Could you set out every line of the records below as a numbered list, skipping blank lines and leaving out the pictures?

**** SOURCE RECORDS ****

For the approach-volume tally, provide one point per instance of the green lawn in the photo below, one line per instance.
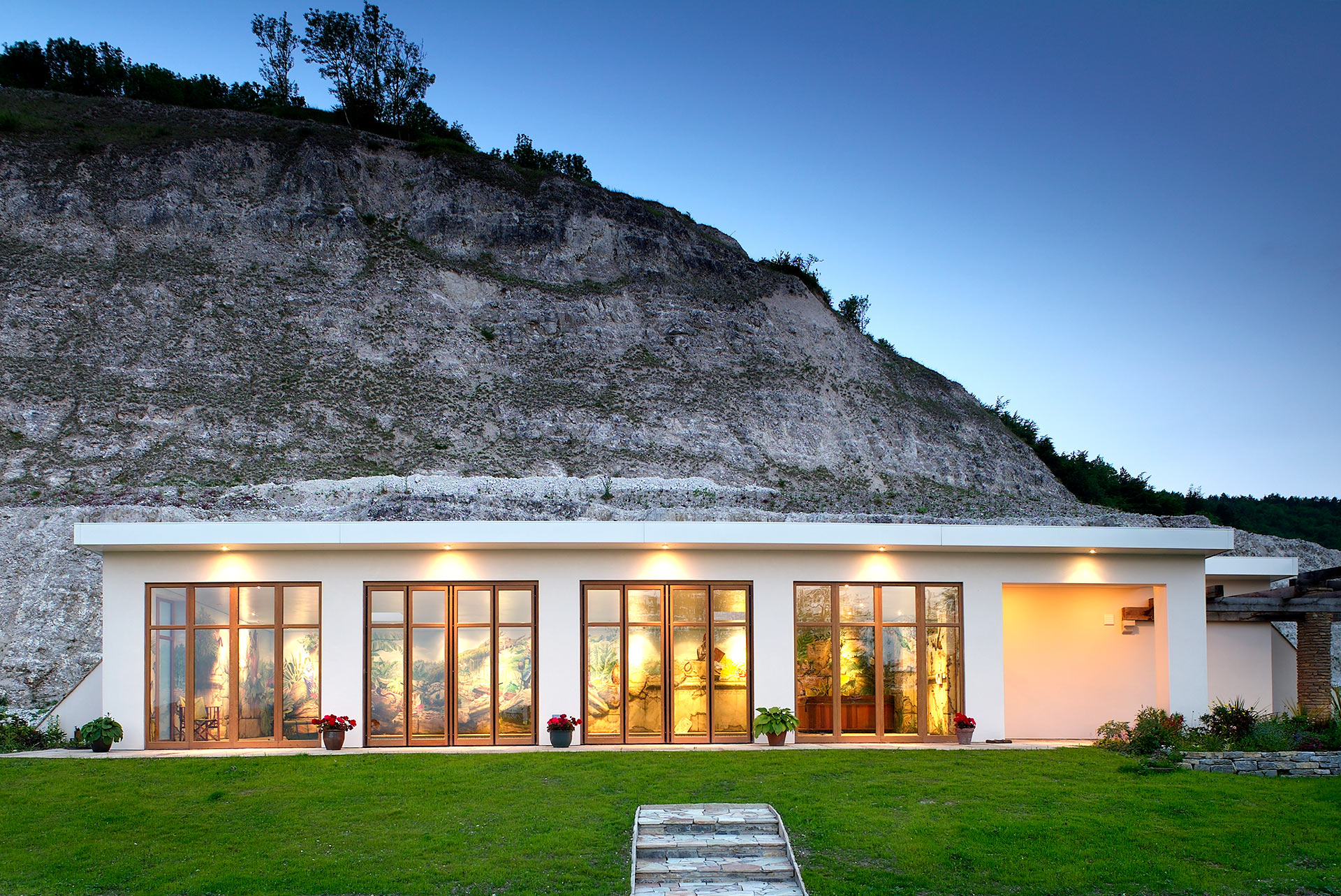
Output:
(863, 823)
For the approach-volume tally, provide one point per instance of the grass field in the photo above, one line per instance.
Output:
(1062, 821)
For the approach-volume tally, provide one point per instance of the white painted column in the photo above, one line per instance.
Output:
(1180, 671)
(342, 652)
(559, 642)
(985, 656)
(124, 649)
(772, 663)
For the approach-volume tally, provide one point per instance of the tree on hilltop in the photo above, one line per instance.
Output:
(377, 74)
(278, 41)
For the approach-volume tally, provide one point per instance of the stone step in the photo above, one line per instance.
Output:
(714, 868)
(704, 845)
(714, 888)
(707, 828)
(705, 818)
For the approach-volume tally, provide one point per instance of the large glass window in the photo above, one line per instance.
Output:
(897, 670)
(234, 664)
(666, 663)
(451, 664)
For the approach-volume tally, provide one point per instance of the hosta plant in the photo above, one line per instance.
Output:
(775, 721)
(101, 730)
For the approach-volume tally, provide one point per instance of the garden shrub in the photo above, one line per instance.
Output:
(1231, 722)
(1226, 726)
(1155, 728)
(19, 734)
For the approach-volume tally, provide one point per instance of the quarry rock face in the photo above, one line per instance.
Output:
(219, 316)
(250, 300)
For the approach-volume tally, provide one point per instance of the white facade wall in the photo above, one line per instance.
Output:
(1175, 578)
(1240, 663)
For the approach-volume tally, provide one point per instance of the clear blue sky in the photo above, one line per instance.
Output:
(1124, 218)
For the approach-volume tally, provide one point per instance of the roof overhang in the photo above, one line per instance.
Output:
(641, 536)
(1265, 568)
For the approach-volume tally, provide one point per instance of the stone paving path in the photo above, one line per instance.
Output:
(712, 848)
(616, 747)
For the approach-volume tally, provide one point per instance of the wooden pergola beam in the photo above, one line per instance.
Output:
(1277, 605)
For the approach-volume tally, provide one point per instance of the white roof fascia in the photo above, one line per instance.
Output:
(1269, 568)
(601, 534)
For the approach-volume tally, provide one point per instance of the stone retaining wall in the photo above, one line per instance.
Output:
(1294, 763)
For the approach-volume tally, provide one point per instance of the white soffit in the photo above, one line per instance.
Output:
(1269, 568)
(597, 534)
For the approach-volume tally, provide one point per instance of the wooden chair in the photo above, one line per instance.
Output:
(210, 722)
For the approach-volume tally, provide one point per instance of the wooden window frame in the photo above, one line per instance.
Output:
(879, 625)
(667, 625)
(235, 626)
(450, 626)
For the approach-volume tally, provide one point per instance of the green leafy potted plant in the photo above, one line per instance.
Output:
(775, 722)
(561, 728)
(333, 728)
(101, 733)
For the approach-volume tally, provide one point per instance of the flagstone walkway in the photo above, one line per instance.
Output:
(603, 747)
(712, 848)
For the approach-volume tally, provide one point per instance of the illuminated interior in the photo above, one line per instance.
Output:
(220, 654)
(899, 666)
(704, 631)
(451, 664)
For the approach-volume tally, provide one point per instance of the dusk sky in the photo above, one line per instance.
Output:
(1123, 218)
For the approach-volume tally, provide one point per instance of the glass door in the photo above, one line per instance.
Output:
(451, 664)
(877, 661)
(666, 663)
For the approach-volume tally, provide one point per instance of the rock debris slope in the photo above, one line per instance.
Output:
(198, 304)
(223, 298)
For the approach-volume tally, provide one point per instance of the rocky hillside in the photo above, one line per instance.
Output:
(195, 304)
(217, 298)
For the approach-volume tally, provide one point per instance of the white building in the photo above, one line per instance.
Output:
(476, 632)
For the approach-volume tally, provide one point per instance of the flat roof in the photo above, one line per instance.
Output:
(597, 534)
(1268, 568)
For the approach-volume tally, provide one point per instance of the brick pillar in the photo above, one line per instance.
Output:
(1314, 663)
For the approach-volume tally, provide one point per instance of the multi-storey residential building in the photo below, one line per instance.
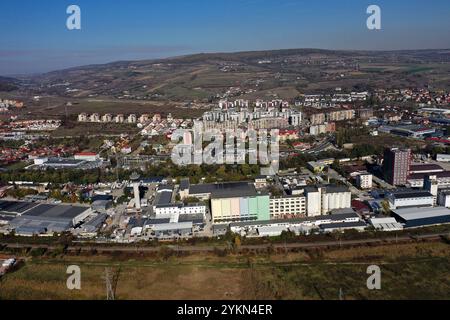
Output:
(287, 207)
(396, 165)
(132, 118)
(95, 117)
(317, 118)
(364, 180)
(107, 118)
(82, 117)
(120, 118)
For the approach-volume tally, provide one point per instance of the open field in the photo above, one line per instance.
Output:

****

§ **EXERCISE SOLUTION**
1. For the approach-volume tally, provide one point per instance of the green lawn in the photo below, one line per instance.
2. Output:
3. (863, 823)
4. For the approach-volume tally, provide one point per instance of the grass field in the photo above, one line per instance.
5. Output:
6. (1062, 821)
7. For the approach-volume tally, provide one point per instance of the white painted column in the photo above, one line per instance.
8. Output:
9. (1180, 671)
10. (342, 652)
11. (559, 642)
12. (985, 656)
13. (124, 649)
14. (772, 663)
15. For the approach-volume tally, provide one point per instance of the tree on hilltop in the photo above, one line per instance.
16. Output:
17. (377, 74)
18. (278, 41)
19. For the approach-volume tally, provide one point per instance of the stone step in the photo above, one line per instance.
20. Output:
21. (714, 868)
22. (704, 845)
23. (714, 888)
24. (707, 828)
25. (705, 818)
26. For the approach-volume tally, provide one point per instance of the large glass window in the photo above, one line per instance.
27. Output:
28. (897, 670)
29. (234, 664)
30. (666, 663)
31. (451, 664)
32. For the approach-volume tally, provide one point per instance of the hosta plant in the photo above, one line per instance.
33. Output:
34. (775, 721)
35. (101, 730)
36. For the approach-volume tally, provide one point per instance of the garden shrub in the photo above, one line per instance.
37. Output:
38. (1231, 722)
39. (1226, 726)
40. (1155, 728)
41. (19, 734)
42. For the approach-volume tally, provide one point per instance of the quarry rock face in the photo above, one line per instance.
43. Output:
44. (219, 316)
45. (250, 300)
46. For the approach-volume tally, provide one point per instance of the white facade wall in the photo above, one line per instance.
47. Output:
48. (1175, 578)
49. (1240, 663)
50. For the approach-volume tally, provide one point per instance of the clear blue sky in the photo above, one line per instance.
51. Output:
52. (1124, 218)
53. For the approach-volume tally, provide one point per instance of the roof overhang in the photo above, one line per instance.
54. Output:
55. (641, 536)
56. (1265, 568)
57. For the approach-volume tally, provide one point per instance of the stone paving path in the photo above, one line per instance.
58. Output:
59. (712, 848)
60. (616, 747)
61. For the approach-volume tally, provide one point per instance of the wooden pergola beam in the photo above, one line per instance.
62. Output:
63. (1277, 605)
64. For the approach-volume tally, provide one point per instance of the white roof fascia in the photo above, one line per instance.
65. Output:
66. (1269, 568)
67. (601, 534)
68. For the approach-volume tally, provide one point per instance of the stone retaining wall in the photo above, one line per instance.
69. Output:
70. (1294, 763)
71. For the approach-volume tally, provide one point per instance of the white soffit in the photo above, one line per instance.
72. Output:
73. (1269, 568)
74. (597, 534)
75. For the approach-volume tally, provide one point per instance of the wooden chair in the photo above, one line per instance.
76. Output:
77. (210, 722)
78. For the approach-volume tally, provide one point per instance of the wooden window frame in the photo above, one line per instance.
79. Output:
80. (879, 625)
81. (667, 625)
82. (235, 626)
83. (450, 626)
84. For the approach-volume tally, provide one point per instance of the green leafy potted plant in the photo above, one line per instance.
85. Output:
86. (775, 722)
87. (561, 728)
88. (333, 728)
89. (101, 733)
90. For the approach-volume tally, provide one point per instance of the flagstone walkway in the photo above, one line per instance.
91. Output:
92. (603, 747)
93. (712, 848)
94. For the approach-volume tally, provide one point per instance of the illuminated interior in the photo above, one line per instance.
95. Output:
96. (220, 654)
97. (899, 666)
98. (704, 631)
99. (451, 664)
100. For the approach-volume tally, provide one point per instance of the dusk sky in the photo above, one line per instance.
101. Output:
102. (1123, 218)
103. For the approach-volume tally, provide one point per instance of the glass door in the photo above, one line per instance.
104. Output:
105. (451, 664)
106. (877, 661)
107. (666, 663)
108. For the approach-volume tally, provide one point per instance of the rock debris slope in the photo above, one line per instance.
109. Output:
110. (198, 304)
111. (223, 298)
112. For the approach-volume tally, provide one point per instance of the rocky hillside in the photo above, one line per instance.
113. Output:
114. (195, 304)
115. (217, 298)
116. For the approach-volume tally, provide one point per instance of the white building in the photo above, one line per instance.
117. Output:
118. (476, 632)
119. For the approach-volume tally, provide one point per instance of the flat roof in the photo above, one line per instance.
120. Output:
121. (597, 534)
122. (1268, 568)
123. For the approach-volume tally, provide one point per instance of the brick pillar in the photo above, one line per instance.
124. Output:
125. (1314, 663)
126. For the approach-volume tally, provide one point per instance of the multi-storey residential building in the photo below, one line per instance.
127. Output:
128. (287, 207)
129. (396, 165)
130. (132, 118)
131. (95, 117)
132. (317, 118)
133. (364, 180)
134. (107, 118)
135. (82, 117)
136. (120, 118)
137. For the approach-volume tally, provide one point per instance of the open field in the photo above, one line per instance.
138. Output:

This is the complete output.